(Referring expression data)
········
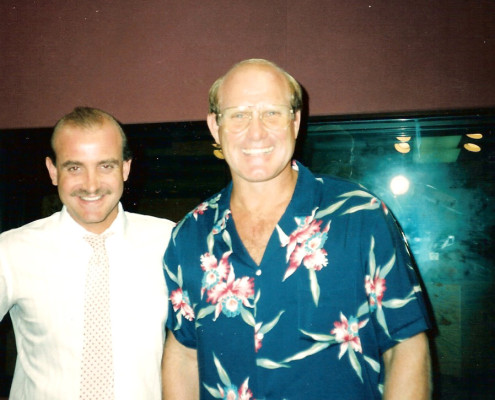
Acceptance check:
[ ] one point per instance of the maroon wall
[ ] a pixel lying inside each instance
(154, 60)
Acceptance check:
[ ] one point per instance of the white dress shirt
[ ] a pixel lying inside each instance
(42, 277)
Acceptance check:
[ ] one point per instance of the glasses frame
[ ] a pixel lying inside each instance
(258, 108)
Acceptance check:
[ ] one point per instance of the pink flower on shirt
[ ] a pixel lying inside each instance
(214, 272)
(305, 245)
(232, 294)
(199, 210)
(347, 333)
(181, 303)
(375, 289)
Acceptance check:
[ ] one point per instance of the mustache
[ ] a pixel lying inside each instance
(85, 193)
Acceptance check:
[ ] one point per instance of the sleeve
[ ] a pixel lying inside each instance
(395, 295)
(5, 293)
(181, 318)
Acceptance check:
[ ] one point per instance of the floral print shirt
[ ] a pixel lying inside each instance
(335, 289)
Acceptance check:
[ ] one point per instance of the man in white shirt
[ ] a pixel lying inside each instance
(43, 270)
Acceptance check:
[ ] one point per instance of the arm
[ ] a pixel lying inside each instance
(180, 376)
(407, 370)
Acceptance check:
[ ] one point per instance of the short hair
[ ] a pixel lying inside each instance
(296, 101)
(88, 117)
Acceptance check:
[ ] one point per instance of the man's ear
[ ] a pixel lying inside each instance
(52, 170)
(126, 169)
(297, 123)
(211, 120)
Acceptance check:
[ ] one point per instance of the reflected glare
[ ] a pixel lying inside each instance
(402, 147)
(399, 185)
(472, 147)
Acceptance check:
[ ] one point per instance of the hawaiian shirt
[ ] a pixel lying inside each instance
(335, 289)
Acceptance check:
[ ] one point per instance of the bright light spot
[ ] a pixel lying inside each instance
(472, 147)
(402, 147)
(399, 185)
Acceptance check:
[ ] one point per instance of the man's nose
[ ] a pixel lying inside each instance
(92, 181)
(256, 129)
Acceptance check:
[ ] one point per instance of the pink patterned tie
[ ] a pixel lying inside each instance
(97, 381)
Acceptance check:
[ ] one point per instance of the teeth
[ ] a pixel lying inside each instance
(257, 151)
(91, 198)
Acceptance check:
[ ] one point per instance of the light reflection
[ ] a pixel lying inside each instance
(402, 147)
(472, 147)
(399, 185)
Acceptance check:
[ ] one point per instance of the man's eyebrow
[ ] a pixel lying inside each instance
(109, 161)
(71, 163)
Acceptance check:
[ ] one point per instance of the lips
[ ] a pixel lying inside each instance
(87, 198)
(264, 150)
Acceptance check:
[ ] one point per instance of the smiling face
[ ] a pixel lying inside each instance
(256, 154)
(90, 173)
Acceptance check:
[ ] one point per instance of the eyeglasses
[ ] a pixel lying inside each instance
(273, 117)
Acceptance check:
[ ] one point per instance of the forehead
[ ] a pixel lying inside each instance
(71, 140)
(253, 84)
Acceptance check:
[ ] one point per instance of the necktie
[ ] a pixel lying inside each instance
(97, 381)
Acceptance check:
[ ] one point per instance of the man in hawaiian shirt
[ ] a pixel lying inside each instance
(285, 285)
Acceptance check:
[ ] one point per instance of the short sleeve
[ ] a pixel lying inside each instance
(392, 284)
(181, 314)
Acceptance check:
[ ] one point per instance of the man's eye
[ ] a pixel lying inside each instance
(271, 114)
(239, 115)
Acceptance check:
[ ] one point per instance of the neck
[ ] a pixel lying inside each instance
(261, 197)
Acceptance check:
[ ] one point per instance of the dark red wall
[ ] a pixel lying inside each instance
(154, 60)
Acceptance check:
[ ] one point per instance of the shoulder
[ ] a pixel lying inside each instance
(36, 230)
(201, 219)
(147, 222)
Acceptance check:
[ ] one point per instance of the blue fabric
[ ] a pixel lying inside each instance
(335, 289)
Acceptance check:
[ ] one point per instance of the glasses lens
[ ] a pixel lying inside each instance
(237, 119)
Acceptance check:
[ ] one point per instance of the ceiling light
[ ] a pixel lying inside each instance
(472, 147)
(402, 147)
········
§ Exercise
Using the records above, set down exactly the lines from the one with "[ ] one point per instance of the short sleeve" through the one with "[ ] one point per instance of the shoulder", inclusive, and nothing more.

§ Result of the exercise
[ ] one point per instance of the short sleeve
[ ] a pixel lying inside each instance
(392, 284)
(181, 314)
Acceptance check:
[ ] one point per instance of the man's eye
[ ] a pixel lying inside each instance
(271, 114)
(239, 115)
Acceptance check:
[ ] one point per instance of the neck
[ ] a pixel lying inside each instance
(261, 197)
Acceptance check:
[ ] one point per instance of the dark red wall
[ ] a pixel lying inside each instance
(154, 60)
Acceptance check:
[ ] one point per instance of the shoulder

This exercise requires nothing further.